Tu tarea:
Por favor, selecciona todas las líneas de los datos que contengan la palabra "boot" y cópialas.

Datos del ejercicio:
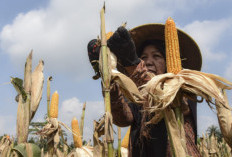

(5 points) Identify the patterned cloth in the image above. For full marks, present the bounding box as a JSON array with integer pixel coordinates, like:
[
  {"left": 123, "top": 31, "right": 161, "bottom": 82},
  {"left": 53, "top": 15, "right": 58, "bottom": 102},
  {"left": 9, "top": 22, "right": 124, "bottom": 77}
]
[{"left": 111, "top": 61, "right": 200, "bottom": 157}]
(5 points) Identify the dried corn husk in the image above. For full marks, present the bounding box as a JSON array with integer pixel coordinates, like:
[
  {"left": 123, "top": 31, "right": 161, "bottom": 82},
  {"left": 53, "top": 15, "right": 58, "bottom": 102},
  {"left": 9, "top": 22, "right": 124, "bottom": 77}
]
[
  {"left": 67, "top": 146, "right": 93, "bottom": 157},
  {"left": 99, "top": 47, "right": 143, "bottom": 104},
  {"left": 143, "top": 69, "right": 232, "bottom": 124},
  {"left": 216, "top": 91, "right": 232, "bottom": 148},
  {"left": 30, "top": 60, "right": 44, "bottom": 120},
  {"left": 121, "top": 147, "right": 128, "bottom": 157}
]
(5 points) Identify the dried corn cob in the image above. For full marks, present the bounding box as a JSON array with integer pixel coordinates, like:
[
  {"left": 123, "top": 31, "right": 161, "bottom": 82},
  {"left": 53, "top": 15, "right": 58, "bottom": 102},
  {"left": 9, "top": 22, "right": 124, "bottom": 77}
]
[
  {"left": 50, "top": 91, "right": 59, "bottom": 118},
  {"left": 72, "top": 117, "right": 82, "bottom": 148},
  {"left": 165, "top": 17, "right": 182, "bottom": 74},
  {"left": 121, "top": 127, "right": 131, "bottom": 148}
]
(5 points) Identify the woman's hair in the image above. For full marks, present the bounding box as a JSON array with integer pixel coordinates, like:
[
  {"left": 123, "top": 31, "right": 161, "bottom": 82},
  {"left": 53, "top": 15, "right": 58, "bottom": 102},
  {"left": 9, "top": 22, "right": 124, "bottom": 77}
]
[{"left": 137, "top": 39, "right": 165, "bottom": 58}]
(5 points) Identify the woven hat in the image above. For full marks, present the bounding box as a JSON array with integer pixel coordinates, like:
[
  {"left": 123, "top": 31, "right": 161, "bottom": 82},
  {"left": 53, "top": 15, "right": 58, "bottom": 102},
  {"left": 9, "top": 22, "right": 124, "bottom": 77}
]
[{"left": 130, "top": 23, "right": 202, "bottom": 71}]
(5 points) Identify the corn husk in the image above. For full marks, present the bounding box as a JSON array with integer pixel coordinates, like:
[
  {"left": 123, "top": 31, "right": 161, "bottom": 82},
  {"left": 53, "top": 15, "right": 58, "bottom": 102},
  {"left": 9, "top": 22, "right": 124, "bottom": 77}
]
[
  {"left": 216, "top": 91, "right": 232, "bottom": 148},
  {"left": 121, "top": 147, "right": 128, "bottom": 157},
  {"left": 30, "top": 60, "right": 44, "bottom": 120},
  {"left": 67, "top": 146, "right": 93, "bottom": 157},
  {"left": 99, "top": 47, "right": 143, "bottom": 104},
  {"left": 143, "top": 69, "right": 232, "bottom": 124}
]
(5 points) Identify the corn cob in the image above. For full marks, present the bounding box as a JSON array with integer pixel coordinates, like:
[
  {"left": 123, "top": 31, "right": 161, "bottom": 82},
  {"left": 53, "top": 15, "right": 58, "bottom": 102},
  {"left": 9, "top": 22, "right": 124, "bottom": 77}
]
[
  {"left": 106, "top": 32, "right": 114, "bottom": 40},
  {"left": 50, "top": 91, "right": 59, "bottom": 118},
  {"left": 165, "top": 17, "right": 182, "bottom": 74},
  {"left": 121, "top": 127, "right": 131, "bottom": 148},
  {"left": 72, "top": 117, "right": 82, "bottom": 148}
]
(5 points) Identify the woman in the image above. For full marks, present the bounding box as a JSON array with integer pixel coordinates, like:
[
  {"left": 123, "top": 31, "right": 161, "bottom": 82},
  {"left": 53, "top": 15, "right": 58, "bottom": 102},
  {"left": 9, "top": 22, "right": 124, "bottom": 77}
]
---
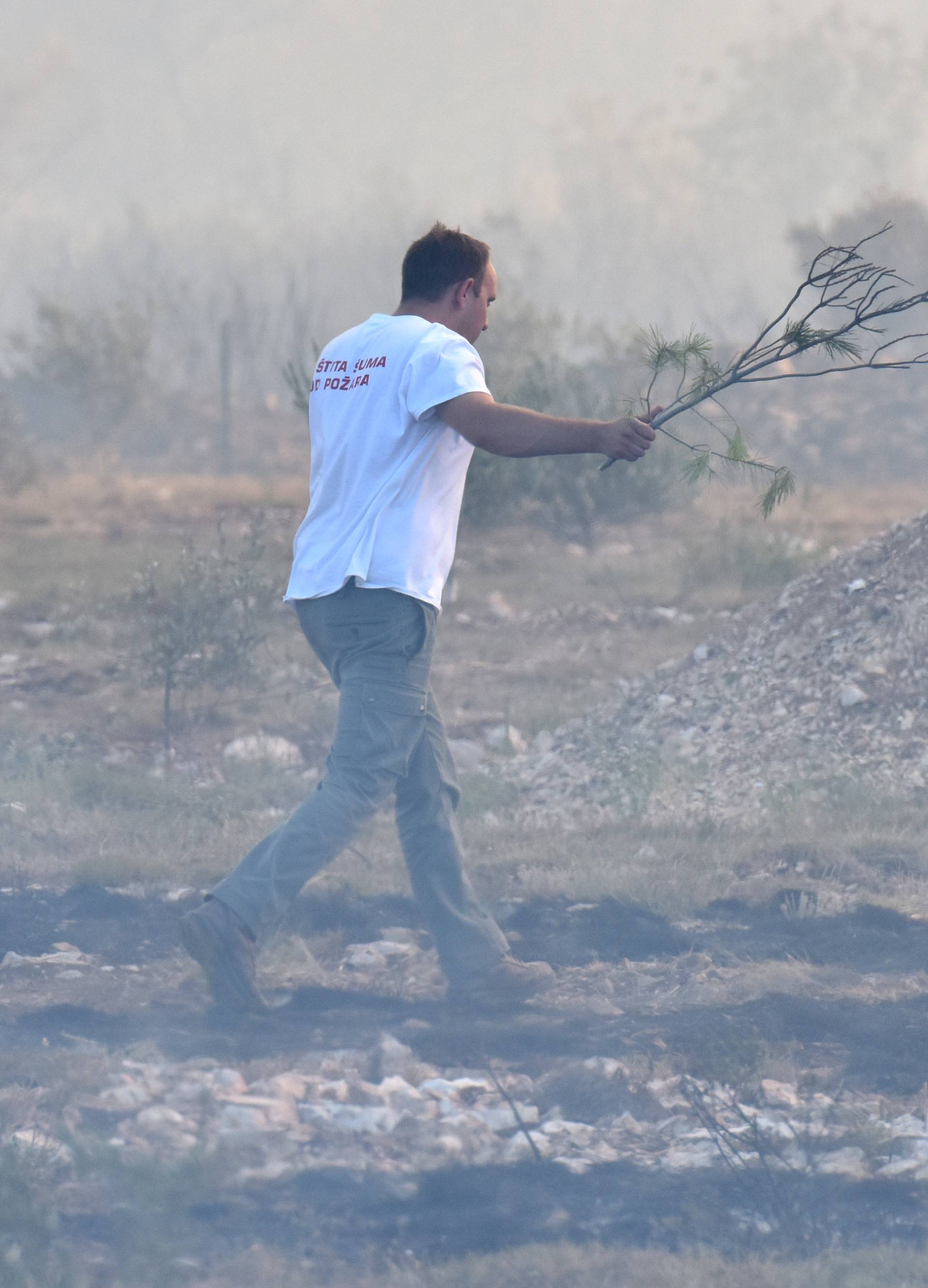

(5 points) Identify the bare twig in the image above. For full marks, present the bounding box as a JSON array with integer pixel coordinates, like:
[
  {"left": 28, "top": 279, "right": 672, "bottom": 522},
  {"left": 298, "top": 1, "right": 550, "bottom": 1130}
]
==
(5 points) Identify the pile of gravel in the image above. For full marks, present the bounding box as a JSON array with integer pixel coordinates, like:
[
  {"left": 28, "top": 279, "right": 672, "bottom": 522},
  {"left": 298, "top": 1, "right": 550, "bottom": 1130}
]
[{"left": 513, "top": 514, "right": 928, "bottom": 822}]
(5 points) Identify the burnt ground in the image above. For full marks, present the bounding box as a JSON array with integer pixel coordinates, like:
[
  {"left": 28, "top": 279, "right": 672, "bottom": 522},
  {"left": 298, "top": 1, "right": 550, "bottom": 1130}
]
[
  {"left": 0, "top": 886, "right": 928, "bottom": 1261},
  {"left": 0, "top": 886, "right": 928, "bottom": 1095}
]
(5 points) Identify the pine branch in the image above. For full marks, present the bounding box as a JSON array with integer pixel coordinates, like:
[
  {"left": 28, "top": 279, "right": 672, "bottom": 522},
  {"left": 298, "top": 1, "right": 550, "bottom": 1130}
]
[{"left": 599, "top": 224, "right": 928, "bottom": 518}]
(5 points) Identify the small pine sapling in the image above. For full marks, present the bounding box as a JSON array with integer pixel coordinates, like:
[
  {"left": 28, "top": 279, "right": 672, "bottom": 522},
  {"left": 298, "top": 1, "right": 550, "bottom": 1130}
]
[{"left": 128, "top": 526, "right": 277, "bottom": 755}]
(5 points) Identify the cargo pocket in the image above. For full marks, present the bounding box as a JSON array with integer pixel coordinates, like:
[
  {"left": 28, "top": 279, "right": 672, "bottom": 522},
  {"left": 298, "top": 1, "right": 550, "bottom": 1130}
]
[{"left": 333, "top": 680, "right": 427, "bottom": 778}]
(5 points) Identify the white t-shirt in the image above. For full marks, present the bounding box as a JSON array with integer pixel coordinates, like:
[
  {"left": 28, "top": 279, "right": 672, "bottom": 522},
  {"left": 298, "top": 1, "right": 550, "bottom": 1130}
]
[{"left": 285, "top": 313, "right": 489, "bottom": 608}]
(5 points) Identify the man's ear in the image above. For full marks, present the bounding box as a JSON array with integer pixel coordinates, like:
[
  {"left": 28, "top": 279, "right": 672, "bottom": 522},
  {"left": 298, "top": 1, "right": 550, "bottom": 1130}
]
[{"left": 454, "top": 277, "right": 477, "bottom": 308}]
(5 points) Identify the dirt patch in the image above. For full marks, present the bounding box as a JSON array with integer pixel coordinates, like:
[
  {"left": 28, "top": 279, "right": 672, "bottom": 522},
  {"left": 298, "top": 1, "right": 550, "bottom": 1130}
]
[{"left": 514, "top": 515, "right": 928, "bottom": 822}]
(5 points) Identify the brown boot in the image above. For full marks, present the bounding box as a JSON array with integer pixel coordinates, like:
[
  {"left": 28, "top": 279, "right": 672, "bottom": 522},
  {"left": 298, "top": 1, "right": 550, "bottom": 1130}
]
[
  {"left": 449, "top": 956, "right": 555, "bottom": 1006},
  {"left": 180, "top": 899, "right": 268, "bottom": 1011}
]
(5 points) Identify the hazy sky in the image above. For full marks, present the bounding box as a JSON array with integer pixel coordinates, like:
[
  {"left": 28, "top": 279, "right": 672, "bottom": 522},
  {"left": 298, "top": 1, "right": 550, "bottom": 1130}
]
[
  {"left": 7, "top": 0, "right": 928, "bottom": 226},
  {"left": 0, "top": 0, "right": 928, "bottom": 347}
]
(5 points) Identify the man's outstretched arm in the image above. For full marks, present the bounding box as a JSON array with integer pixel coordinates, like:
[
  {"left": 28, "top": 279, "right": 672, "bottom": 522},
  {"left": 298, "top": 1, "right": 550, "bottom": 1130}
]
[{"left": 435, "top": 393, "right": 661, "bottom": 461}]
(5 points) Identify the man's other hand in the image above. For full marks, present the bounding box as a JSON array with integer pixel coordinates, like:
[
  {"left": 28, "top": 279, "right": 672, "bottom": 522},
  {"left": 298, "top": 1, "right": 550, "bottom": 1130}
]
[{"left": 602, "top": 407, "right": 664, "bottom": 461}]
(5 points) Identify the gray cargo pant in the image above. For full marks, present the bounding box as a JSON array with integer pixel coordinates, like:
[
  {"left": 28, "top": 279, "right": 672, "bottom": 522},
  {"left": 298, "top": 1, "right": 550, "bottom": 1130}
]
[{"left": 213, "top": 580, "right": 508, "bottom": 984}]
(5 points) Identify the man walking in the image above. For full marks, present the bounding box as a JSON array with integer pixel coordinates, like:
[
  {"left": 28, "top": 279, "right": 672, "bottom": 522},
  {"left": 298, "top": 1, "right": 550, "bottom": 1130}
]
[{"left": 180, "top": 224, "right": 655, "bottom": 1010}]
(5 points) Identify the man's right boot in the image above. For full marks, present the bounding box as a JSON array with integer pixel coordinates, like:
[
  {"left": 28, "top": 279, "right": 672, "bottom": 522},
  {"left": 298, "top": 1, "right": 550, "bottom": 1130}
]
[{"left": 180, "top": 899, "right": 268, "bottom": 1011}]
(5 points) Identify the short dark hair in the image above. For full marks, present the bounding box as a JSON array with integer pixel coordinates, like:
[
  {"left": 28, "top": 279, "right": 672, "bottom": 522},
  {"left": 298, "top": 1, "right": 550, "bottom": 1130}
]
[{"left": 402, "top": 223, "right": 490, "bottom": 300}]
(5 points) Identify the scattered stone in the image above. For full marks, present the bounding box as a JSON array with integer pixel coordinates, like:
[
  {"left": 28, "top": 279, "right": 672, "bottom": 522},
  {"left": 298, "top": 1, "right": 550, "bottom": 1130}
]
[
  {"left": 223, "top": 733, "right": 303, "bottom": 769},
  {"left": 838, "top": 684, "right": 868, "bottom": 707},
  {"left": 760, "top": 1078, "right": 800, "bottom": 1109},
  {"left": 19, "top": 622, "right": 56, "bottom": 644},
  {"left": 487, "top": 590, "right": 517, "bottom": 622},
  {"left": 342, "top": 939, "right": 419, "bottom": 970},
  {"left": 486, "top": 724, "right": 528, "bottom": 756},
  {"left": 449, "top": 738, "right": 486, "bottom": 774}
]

Resultado obtenido:
(5 points) Identify the brown boot in the image above. For full marks, present the bounding box as a JSON array with integer pixel coordinates, like:
(5 points) Identify the man's right boot in the image above. For full marks, present the bounding box as a JSON array with integer pixel coordinates, like:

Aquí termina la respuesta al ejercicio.